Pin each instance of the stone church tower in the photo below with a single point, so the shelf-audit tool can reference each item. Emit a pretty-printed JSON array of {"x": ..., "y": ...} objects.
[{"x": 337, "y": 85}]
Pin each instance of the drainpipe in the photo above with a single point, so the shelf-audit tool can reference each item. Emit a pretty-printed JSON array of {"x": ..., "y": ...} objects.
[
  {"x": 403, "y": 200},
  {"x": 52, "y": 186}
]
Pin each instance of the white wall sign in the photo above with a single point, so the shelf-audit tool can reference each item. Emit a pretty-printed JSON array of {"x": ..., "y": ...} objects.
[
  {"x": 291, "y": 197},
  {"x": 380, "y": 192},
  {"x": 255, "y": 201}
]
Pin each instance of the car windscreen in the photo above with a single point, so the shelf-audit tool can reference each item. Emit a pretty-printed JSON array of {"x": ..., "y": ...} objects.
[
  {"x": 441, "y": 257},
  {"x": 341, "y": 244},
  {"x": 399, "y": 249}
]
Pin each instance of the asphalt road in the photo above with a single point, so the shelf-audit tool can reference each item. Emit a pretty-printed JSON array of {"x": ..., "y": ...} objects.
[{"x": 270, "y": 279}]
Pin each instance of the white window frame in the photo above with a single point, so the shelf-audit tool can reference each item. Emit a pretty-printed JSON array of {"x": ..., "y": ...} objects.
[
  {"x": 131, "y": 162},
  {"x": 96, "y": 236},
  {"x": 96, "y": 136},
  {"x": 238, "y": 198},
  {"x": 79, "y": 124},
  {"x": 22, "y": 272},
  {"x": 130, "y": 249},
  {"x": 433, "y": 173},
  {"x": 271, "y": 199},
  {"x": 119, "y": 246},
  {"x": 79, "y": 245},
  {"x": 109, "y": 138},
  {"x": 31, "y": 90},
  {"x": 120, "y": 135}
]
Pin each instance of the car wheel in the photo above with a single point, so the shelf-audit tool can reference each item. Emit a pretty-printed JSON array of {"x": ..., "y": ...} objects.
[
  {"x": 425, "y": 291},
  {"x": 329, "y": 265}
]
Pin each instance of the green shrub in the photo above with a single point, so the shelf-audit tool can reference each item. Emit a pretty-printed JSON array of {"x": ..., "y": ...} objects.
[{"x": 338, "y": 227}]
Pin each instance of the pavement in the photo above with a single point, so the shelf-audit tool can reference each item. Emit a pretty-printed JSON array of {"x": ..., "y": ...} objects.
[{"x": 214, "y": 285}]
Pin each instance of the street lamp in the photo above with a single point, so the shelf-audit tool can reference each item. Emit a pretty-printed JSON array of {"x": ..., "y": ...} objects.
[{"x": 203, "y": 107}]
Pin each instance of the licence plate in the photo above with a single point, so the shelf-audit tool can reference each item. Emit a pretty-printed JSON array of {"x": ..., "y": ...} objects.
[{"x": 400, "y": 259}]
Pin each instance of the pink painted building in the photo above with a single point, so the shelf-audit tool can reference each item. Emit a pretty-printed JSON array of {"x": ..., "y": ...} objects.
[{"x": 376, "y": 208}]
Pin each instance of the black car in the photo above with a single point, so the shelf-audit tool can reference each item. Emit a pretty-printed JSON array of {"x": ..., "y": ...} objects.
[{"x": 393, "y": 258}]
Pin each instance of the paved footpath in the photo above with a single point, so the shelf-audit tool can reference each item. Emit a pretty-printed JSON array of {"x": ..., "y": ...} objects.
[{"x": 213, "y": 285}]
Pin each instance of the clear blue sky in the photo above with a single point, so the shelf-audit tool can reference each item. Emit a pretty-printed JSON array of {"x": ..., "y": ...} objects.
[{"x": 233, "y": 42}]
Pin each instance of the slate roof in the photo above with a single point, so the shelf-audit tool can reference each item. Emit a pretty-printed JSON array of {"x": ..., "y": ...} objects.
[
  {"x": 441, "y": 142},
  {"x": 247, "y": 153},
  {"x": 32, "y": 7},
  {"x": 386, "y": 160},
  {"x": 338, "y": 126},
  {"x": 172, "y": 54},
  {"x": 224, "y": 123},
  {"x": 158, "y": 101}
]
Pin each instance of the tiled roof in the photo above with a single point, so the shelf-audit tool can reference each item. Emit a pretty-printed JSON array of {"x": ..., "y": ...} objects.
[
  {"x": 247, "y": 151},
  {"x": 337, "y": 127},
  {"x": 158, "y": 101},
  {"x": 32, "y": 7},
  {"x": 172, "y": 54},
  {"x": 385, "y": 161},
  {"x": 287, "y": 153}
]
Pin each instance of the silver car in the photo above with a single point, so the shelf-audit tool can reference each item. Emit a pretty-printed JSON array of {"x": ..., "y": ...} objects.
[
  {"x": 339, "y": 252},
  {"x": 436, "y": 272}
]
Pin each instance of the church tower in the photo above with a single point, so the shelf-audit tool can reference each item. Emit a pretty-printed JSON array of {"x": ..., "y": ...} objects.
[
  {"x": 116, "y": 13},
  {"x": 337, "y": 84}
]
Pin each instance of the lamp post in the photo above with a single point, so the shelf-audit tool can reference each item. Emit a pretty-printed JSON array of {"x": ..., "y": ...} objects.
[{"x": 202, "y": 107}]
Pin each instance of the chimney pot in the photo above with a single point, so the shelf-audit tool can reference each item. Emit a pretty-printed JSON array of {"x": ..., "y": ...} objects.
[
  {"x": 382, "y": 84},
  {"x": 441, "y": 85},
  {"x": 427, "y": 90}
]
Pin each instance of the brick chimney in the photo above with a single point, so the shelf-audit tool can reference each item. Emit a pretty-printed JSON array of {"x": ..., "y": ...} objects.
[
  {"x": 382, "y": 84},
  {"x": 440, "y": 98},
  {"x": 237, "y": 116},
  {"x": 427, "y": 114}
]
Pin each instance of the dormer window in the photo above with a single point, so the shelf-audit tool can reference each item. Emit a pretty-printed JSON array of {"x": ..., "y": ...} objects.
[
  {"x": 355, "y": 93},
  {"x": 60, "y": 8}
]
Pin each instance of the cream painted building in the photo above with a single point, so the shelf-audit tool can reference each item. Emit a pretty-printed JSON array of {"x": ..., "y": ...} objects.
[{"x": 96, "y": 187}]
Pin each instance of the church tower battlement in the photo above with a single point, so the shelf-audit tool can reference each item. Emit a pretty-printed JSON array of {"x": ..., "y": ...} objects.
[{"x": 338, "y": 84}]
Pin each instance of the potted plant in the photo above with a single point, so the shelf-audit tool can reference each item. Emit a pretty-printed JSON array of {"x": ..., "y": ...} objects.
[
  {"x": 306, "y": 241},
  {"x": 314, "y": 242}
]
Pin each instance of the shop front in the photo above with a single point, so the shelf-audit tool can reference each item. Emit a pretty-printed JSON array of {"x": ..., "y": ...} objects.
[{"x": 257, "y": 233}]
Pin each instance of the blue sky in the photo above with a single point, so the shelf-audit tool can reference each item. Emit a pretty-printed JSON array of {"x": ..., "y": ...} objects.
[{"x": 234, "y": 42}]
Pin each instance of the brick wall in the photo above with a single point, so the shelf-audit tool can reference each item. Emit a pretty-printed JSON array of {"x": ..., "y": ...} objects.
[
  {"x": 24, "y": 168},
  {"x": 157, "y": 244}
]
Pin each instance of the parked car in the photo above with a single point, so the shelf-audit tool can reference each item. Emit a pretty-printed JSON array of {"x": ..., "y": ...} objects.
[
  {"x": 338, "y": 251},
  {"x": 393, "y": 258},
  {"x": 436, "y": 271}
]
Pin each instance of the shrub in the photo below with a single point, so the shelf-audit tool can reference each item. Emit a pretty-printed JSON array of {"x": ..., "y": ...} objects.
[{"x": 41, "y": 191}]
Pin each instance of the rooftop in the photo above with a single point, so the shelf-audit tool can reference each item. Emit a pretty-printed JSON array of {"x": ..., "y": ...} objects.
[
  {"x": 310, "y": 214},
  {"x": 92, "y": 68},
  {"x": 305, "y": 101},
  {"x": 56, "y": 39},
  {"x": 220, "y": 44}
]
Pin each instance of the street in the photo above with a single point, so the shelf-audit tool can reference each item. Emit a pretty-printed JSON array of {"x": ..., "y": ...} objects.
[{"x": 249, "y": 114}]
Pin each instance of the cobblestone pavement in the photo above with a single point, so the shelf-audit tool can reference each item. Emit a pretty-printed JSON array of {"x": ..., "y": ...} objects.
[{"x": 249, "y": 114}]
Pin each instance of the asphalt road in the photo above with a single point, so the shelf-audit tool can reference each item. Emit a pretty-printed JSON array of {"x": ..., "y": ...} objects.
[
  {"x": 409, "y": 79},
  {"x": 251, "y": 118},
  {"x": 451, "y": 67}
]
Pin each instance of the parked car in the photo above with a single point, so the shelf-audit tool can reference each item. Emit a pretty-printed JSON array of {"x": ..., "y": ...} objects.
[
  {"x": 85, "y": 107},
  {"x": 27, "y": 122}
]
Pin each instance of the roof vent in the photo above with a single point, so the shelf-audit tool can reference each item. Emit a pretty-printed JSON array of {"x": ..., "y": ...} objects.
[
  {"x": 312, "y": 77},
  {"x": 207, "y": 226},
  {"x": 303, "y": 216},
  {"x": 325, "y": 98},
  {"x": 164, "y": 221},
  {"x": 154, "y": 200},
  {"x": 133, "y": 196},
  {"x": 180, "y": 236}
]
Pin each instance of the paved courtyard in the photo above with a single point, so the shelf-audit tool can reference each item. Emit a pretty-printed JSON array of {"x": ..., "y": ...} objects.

— OBJECTIVE —
Give back exactly the lines from the line containing "Pin each instance of the rooftop" to the end of the entries, and no other lines.

— RESULT OF THE TASK —
Pin each instance of the rooftop in the photo above with a single point, so the shelf-audit tool can reference each item. Emit a pretty-printed JSON array of {"x": ..., "y": ...} objects.
[
  {"x": 310, "y": 214},
  {"x": 92, "y": 68},
  {"x": 305, "y": 101},
  {"x": 56, "y": 39},
  {"x": 220, "y": 44}
]
Pin each instance of the street in the photo above with a single point, so the shelf-audit tool can reference each item. Emit a pretty-printed JSON array of {"x": ..., "y": ...} objects.
[{"x": 249, "y": 114}]
Pin each instance of the cobblestone pavement in the photo above with a single point, so the shelf-audit tool can reference each item. Emit a pretty-printed JSON array of {"x": ..., "y": ...} objects.
[{"x": 249, "y": 114}]
Pin each instance of the asphalt road in the photo above with a single point, so the shelf-audit tool can reference each item. Emit a pretty-printed JSON array of {"x": ..., "y": ...} objects.
[
  {"x": 409, "y": 79},
  {"x": 251, "y": 118},
  {"x": 451, "y": 67}
]
Pin each instance of the parked car in the photo above with a single point, so the shelf-audit tool can reference each item. Emit a pretty-printed JSON array of {"x": ..., "y": ...} objects.
[
  {"x": 85, "y": 107},
  {"x": 27, "y": 122}
]
Pin each instance of the roof vent in the photo above with a single point, so the shelf-audit tool can reference each item. Emit a pretty-printed JSON array of {"x": ..., "y": ...} objects.
[
  {"x": 312, "y": 77},
  {"x": 207, "y": 226},
  {"x": 303, "y": 216},
  {"x": 325, "y": 98},
  {"x": 164, "y": 221},
  {"x": 154, "y": 200},
  {"x": 133, "y": 196},
  {"x": 180, "y": 236}
]
Pin each instance of the paved courtyard in the photo above with a single point, so the shelf-audit tool can reference each item. Emit a pretty-printed JSON array of {"x": ..., "y": ...} objects.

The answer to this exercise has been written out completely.